__YOUR TASK__. Write the next part of the blog text on white émigrés, picking up right after its final sentence.

__TEXT__.
+---+

31 December 2013

Bombings in Volgograd

Thirty-two dead and at least sixty-eight injured in Volgograd (see here and here).

I am immensely grieved over this. Please pray for the souls of the dead and for the quick and full recoveries of the injured; we must all stand now with Russia, now that the evil that visited Boston has now settled upon one of their cities. (A city, it should be said, which is already hallowed with the blood of nearly five hundred thousand Russian patriots, saints and martyrs against Nazi tyranny.) And let us all help, as best we can, to heal the growing rift between Russia and the West that continues to take such tolls.

Now in Nanjing

I’m currently at the Hopkins Centre at Nanjing University at the invitation of a friend of mine, Dr Adam Webb, to be discussant at a philosophy discussion about Jiang Qing’s political Confucianism and possible routes and limits of oecumenical dialogue (hopefully with some reference to the work of Thomas Han Hong-Soon!). It’s bound to be a truly fun talk in any event; I am told that there will be in attendance at least one Chinese grad student who is a committed Rawlsean, and one professor with decidedly left-anarchist sympathies. I’ll keep you posted on how it goes! I’m already enjoying my stay immensely; Dr Webb’s work is fascinating, and he has given me already a great deal to think about recent Middle Eastern politics, and Egyptian politics in particular.

Happy New Year to you all, gentle readers, and let’s await Christ’s birth together in joyful expectation!

28 December 2013

The trouble with white émigrés

Now, as I make the following commentary, please bear in mind, gentle readers, that I write as someone with a very profound respect for a number of white émigrés – in particular Nikolai Berdyaev and Fr Sergei Bulgakov, the two intellectual lights which most strongly directed me toward Orthodoxy. And of course, Aleksandr Solzhenitsyn, Fr Alexander Schmemann, Vladimir Lossky, S. Ioann the Wonderworker of Shanghai and San Francisco and numerous others are worthy of mention as decent, well-grounded Orthodox men and women who deserve our respect and admiration. This commentary is not directed at them. This commentary is directed at a much wider, and dare I say much more troubling general phenomenon.

+---+

(Items from a data source)
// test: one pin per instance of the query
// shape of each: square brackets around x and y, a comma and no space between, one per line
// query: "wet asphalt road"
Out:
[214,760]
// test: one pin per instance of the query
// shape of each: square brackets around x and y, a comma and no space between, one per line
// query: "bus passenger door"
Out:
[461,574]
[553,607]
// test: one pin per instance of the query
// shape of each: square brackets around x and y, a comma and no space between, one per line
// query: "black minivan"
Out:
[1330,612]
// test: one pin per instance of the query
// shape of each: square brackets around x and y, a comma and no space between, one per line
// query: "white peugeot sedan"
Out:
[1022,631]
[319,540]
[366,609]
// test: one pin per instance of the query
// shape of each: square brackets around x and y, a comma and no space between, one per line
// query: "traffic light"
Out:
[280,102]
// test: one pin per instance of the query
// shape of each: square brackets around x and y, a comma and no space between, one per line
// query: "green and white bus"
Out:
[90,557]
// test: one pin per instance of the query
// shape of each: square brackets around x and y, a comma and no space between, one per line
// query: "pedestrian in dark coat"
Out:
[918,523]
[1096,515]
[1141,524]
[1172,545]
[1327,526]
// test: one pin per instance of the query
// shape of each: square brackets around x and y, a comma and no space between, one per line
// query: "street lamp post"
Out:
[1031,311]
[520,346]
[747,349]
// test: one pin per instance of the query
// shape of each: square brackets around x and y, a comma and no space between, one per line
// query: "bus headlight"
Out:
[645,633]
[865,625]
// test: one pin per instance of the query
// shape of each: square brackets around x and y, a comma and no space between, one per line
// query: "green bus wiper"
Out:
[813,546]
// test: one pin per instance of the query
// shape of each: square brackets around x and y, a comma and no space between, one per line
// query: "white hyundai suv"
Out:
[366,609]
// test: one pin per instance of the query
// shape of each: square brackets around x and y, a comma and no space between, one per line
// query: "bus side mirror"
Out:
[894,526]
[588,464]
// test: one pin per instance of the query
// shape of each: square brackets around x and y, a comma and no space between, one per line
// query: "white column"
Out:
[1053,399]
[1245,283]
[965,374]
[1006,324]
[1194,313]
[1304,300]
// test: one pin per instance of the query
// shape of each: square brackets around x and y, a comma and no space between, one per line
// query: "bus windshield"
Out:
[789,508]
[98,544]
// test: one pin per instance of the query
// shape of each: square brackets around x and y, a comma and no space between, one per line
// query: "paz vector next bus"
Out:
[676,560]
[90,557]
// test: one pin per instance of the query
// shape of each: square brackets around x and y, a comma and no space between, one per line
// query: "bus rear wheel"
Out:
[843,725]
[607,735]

+---+

__OUTPUT FOR THIS TASK__.
White émigrés – those who fled or who were forced into exile by the communist dictatorships in Eastern Europe, East Asia, Indochina and Latin America – are often hailed as heroes and stalwarts of anti-communism, and not just the Russian ones, for reasons which continue to puzzle me. For one thing, strange and even contradictory though it may sound, not all white émigrés were anti-communist. (Those defenders of the Republic of China and the Guomindang, for example, who fled to Taiwan in 1949, included amongst their number the ‘true’ Chinese Marxists who saw Mao Zedong as a threat because he would not embrace the Marxist prejudice that only the urban industrial proletariat would have the class consciousness and the wherewithal to form and sustain a successful revolutionary state. And, of course, the Dalai Lama still calls himself a Marxist, despite also being the head of a Buddhist sect and at least two virulently anti-leftist political movements.) But this merely showcases the fragmentation even within that failed philosophy. What I speak of is something much more subtle.

The white émigrés were generally people of privilege, and that privilege has followed them into the lands where they sought refuge. One may recall the passage of A Tale of Two Cities (aye, pre-Marxist and all of that, but even so quite prescient), wherein Dickens – no friend he of the French Revolution! – recounts:
Monseigneur, as a class, had dissociated himself from the phenomenon of his not being appreciated: of his being so little wanted in France , as to incur considerable danger of receiving his dismissal from it, and this life together. Like the fabled rustic who raised the Devil with infinite pains, and was so terrified at the sight of him that he could ask the Enemy no question, but immediately fled; so, Monseigneur, after boldly reading the Lord's Prayer backwards for a great number of years, and performing many other potent spells for compelling the Evil One, no sooner beheld him in his terrors than he took to his noble heels.
We need not be communists to recognise that communism was in part a judgement upon the people who fled it; just as, indeed, Dickens being no revolutionary had very little sympathy for the old French élites, beyond the needed human sympathy he extends to all people in a hard way. And indeed, though we must feel some compassion for the plight of the white émigrés at the hands of the communists, we must be vigilant and careful in not allowing that sympathy to cloud our political judgement. Heroes and stalwarts they are not, merely for happening to be in the right places at the right times – although the actions which led to their exiles may have been heroic or somewhat less so. Sadly, both they and their admirers seem to be of that most curious of opinions: that they are more suited to lead and speak authoritatively about former communist societies precisely on account of their not having lived through them.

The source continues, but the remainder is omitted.